Tarea escrita a: Di si cada afirmación coincide con el artículo de opinión sobre la política exterior mexicana: (i) para los comentaristas opositores, la política exterior es una de las principales fuentes de problemas del gobierno; (ii) el presidente decidió dar prioridad a la política externa sobre la interna; (iii) esos sectores ven la amenaza del aislacionismo y del provincianismo. Responde sí o no a cada una y cita las palabras exactas del texto que lo deciden.

Página:
El acierto americano de la política exterior mexicana en tiempos de la 4T
- Opinión
Para un núcleo importante de la comentocracia mexicana —opositora al gobierno de López Obrador, por supuesto—, una de las principales fuentes de problemas del régimen de la 4T tiene que ver con el desempeño del Estado mexicano en materia de política exterior y relaciones internacionales. Y es que, desde que el titular del poder ejecutivo en turno decidió dedicarse de lleno a resolver las tensiones presentes en la política doméstica, para esos sectores (que se autoafirman como poseedores de un saber en extremo refinado y erudito, por tener a la totalidad del mundo como su objeto de estudio), lo que en realidad se encuentra en juego, en el fondo de la decisión del presidente de privilegiar a la política interna por encima de la externa es, sin duda, la amenaza del aislacionismo y del provincianismo que termine por desconectar a México de las tendencias marcadas por los vaivenes del acontecer internacional y las dinámicas del mercado global. ¡Como si en un mundo globalizado por el capitalismo moderno tal capacidad de autocracia, política, económica o de cualquier índole fuese en realidad posible!
Y es un problema para ese núcleo, en los hechos, porque —afirman— una multiplicidad y una diversidad de acontecimientos de gran relevancia global están sucediendo a cada instante y López Obrador, junto con su gabinete ampliado, en general; y el gabinete de asuntos exteriores, en particular; parecen simplemente no inmutarse ante ellos, o querer incidir en sus definiciones y trayectorias.

Tarea escrita b: Cita sin cambios el tramo de los registros que va desde la línea que contiene "Provide the polygon of every instance of the <item>flowing" hasta la línea que contiene "Segment each instance of the <item>flowing", con las dos incluidas.

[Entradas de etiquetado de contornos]
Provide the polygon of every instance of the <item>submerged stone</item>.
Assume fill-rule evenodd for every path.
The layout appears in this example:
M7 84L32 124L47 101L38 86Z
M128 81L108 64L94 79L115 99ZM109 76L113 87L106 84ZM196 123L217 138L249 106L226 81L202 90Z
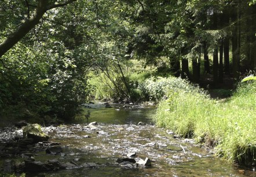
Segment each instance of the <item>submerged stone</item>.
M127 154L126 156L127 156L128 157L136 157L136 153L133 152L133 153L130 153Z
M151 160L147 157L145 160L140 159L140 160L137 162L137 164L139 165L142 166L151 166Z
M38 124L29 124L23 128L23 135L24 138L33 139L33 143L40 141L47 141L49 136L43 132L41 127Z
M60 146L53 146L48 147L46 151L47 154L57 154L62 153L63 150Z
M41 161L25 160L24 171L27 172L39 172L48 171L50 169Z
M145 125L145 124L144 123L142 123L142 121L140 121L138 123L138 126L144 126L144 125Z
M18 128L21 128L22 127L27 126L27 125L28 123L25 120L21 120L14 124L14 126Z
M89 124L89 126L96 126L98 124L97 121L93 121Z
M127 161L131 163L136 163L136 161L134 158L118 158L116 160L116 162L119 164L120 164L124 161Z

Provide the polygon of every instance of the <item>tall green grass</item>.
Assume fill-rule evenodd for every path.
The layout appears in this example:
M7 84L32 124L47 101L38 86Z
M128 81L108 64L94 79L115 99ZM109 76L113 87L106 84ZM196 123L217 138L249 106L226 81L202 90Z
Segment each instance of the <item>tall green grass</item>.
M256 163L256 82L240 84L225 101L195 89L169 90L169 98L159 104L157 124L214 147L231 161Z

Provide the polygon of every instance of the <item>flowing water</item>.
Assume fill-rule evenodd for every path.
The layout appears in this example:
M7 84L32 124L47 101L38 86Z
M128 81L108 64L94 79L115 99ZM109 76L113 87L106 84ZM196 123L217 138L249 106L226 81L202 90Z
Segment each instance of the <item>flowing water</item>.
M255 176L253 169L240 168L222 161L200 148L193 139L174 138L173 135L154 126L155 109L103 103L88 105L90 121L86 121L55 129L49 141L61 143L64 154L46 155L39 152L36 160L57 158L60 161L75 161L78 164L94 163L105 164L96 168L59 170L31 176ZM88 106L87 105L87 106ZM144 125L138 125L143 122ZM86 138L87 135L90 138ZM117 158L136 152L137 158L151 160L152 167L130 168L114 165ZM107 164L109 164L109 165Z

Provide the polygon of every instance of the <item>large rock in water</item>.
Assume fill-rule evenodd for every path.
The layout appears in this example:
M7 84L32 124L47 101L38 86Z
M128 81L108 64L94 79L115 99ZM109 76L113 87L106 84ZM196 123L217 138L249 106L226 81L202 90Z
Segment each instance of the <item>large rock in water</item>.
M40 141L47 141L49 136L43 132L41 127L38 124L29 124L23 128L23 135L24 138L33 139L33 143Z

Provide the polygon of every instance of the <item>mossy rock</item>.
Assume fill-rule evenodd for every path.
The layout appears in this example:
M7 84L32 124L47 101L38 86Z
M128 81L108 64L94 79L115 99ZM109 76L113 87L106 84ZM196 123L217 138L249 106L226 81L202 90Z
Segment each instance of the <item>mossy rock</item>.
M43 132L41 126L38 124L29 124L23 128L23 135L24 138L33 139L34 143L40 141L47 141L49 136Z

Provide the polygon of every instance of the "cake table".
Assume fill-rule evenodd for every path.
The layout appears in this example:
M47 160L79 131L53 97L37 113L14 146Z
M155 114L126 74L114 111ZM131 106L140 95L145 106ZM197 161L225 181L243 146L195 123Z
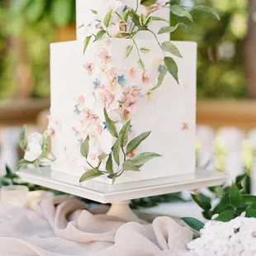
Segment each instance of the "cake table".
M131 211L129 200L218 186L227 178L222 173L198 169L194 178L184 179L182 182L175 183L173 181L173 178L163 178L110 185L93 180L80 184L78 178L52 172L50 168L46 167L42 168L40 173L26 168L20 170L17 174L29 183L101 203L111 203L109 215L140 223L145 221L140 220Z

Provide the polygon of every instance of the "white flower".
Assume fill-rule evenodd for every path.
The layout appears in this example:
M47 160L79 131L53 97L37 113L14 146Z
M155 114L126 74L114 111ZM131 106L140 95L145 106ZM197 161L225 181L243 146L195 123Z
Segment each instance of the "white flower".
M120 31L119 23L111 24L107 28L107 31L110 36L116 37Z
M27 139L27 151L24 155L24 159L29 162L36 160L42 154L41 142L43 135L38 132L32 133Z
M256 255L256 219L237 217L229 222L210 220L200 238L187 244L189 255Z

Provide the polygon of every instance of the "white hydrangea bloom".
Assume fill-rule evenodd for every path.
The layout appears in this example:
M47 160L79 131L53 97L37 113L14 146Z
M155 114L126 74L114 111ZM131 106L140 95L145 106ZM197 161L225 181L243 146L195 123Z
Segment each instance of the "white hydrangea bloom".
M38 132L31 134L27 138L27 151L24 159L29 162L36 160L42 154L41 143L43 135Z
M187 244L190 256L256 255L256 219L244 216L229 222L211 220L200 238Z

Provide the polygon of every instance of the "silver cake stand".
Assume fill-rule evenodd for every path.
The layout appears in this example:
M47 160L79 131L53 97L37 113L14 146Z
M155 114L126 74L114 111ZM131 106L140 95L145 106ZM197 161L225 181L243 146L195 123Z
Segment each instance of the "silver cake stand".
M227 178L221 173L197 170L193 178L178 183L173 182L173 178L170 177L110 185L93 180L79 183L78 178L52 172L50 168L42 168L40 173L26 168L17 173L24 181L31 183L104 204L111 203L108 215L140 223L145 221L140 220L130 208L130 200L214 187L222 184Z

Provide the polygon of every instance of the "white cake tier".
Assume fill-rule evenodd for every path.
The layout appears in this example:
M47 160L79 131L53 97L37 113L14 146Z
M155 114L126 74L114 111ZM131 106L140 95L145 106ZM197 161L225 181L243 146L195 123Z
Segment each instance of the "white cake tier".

Respuesta completa a:
(i) Sí: "una de las principales fuentes de problemas del régimen de la 4T tiene que ver con el desempeño del Estado mexicano en materia de política exterior y relaciones internacionales".
(ii) No: "la decisión del presidente de privilegiar a la política interna por encima de la externa".
(iii) Sí: "la amenaza del aislacionismo y del provincianismo".

Respuesta completa b:
Provide the polygon of every instance of the <item>flowing water</item>.
Assume fill-rule evenodd for every path.
The layout appears in this example:
M7 84L32 124L47 101L38 86Z
M128 81L108 64L94 79L115 99ZM109 76L113 87L106 84ZM196 123L217 138L249 106L226 81L202 90Z
Segment each instance of the <item>flowing water</item>.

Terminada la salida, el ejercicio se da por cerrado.